> [INSTRUCTIONS TO FOLLOW]:
Your task is to quote the records from their first line through the line containing "Place a point on each instance of the dark", with nothing added or left out.

> [INFORMATION SUPPLIED]:
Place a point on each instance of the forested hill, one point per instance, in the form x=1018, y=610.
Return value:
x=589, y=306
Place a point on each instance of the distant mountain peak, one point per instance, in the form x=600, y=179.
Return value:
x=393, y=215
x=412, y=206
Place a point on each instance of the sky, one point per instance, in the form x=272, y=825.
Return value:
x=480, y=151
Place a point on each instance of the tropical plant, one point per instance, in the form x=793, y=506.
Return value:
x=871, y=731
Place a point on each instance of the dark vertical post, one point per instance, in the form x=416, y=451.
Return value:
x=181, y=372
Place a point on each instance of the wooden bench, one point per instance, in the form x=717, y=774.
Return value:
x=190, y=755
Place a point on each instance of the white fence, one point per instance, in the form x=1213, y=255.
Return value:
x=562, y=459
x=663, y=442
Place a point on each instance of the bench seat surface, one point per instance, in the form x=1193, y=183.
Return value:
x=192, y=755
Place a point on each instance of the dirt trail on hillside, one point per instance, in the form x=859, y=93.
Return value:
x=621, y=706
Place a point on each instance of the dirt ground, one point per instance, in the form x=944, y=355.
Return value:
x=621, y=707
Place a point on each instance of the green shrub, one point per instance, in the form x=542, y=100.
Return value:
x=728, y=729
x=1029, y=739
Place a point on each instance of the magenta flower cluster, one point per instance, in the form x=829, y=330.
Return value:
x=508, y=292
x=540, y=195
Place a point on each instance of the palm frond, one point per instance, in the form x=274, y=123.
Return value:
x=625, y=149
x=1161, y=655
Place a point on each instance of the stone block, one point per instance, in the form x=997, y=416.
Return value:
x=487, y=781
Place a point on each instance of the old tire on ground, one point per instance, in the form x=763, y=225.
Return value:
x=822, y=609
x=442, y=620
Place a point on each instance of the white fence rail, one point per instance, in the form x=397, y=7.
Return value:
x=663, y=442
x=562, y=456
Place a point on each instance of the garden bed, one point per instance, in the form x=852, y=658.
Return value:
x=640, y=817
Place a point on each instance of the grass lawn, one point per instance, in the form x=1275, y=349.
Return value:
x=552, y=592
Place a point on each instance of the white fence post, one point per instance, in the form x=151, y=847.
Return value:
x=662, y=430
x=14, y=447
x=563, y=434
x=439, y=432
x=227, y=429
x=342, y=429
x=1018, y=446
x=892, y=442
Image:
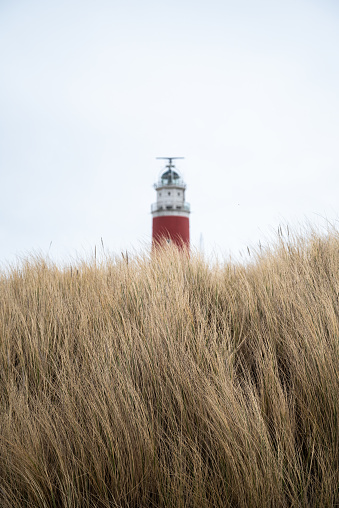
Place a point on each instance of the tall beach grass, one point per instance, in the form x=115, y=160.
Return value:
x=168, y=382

> [COMPLETED EXERCISE]:
Place a point on each instance of the forested hill, one point per instance, in the form x=1018, y=610.
Return value:
x=589, y=306
Place a point on each instance of the distant mountain peak, one point per instance, in the form x=600, y=179.
Return value:
x=393, y=215
x=412, y=206
Place a point on each instance of the sky, one point per instance, in the form x=272, y=825.
Return value:
x=480, y=151
Place a point on each instance of the tropical plant, one point per instance, in the form x=793, y=506.
Return value:
x=871, y=731
Place a point on each instance of the dark vertical post, one point per instance, in the form x=416, y=451.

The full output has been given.